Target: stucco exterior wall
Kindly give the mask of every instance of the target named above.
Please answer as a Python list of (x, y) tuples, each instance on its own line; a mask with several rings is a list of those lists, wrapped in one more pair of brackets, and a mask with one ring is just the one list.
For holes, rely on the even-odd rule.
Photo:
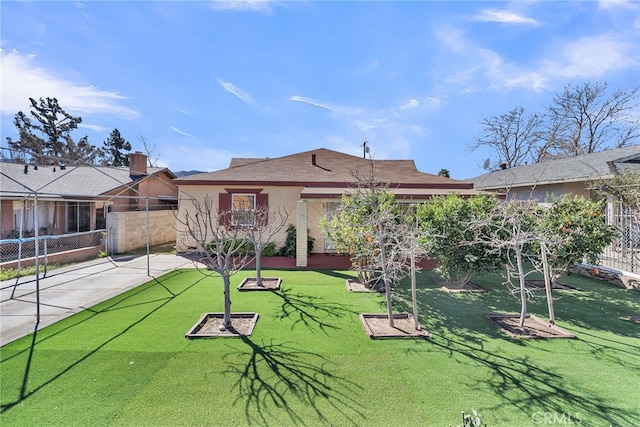
[(8, 238), (13, 230), (13, 200), (0, 201), (0, 239)]
[[(214, 212), (218, 212), (218, 194), (227, 192), (227, 190), (242, 190), (242, 189), (261, 189), (261, 193), (269, 195), (269, 209), (281, 209), (282, 212), (286, 209), (289, 213), (288, 220), (285, 226), (277, 233), (271, 241), (276, 244), (279, 249), (285, 242), (287, 236), (288, 224), (296, 225), (296, 204), (300, 200), (300, 192), (303, 187), (279, 187), (279, 186), (238, 186), (238, 185), (225, 185), (225, 186), (198, 186), (198, 185), (181, 185), (180, 186), (180, 201), (178, 207), (178, 217), (184, 218), (186, 213), (189, 212), (192, 216), (195, 215), (195, 207), (192, 200), (197, 200), (203, 203), (205, 197), (209, 197), (212, 202), (212, 208)], [(309, 229), (311, 236), (315, 239), (313, 252), (320, 253), (323, 251), (323, 239), (320, 232), (319, 221), (319, 208), (316, 206), (317, 202), (310, 202), (309, 205)], [(314, 206), (312, 208), (312, 206)], [(322, 203), (319, 203), (320, 208)], [(176, 249), (178, 251), (185, 251), (190, 247), (194, 247), (195, 243), (187, 235), (184, 226), (179, 222), (177, 227), (177, 239)]]
[[(149, 244), (173, 242), (176, 239), (173, 211), (149, 211)], [(109, 212), (107, 214), (109, 247), (112, 254), (127, 252), (147, 244), (147, 212)]]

--

Quote the entry above word for word, leaving out its picture.

Target: stucco exterior wall
Kindly give the mask of every instance of the target named above.
Please answer as a Python list of (x, y) tuples, each instance on its own line; a mask with several rings is a list of those lists, wrapped in one more pair of brackets, and a mask with one ring is just the one list.
For holes, rely on the even-odd rule.
Photo:
[(8, 238), (13, 230), (13, 200), (0, 201), (0, 239)]
[[(214, 212), (218, 212), (218, 194), (227, 192), (227, 190), (242, 190), (242, 189), (261, 189), (261, 193), (269, 195), (269, 209), (281, 209), (282, 212), (286, 209), (289, 213), (288, 220), (285, 226), (277, 233), (271, 241), (276, 244), (279, 249), (285, 242), (287, 236), (288, 224), (296, 225), (296, 204), (300, 200), (300, 192), (303, 187), (279, 187), (279, 186), (238, 186), (238, 185), (225, 185), (225, 186), (198, 186), (198, 185), (181, 185), (180, 186), (180, 201), (178, 207), (178, 217), (184, 218), (186, 213), (189, 212), (192, 216), (195, 215), (195, 207), (192, 200), (197, 200), (203, 203), (205, 197), (209, 197), (212, 202), (212, 208)], [(309, 229), (311, 236), (315, 239), (313, 252), (320, 253), (323, 251), (323, 239), (320, 232), (319, 221), (319, 208), (316, 206), (317, 202), (310, 202), (309, 205)], [(314, 206), (312, 208), (312, 206)], [(322, 203), (319, 203), (320, 208)], [(176, 249), (178, 251), (185, 251), (190, 247), (194, 247), (195, 243), (187, 235), (184, 226), (179, 222), (177, 227), (177, 239)]]
[[(149, 244), (173, 242), (176, 239), (173, 211), (149, 211)], [(109, 212), (107, 214), (109, 247), (112, 254), (127, 252), (147, 244), (147, 212)]]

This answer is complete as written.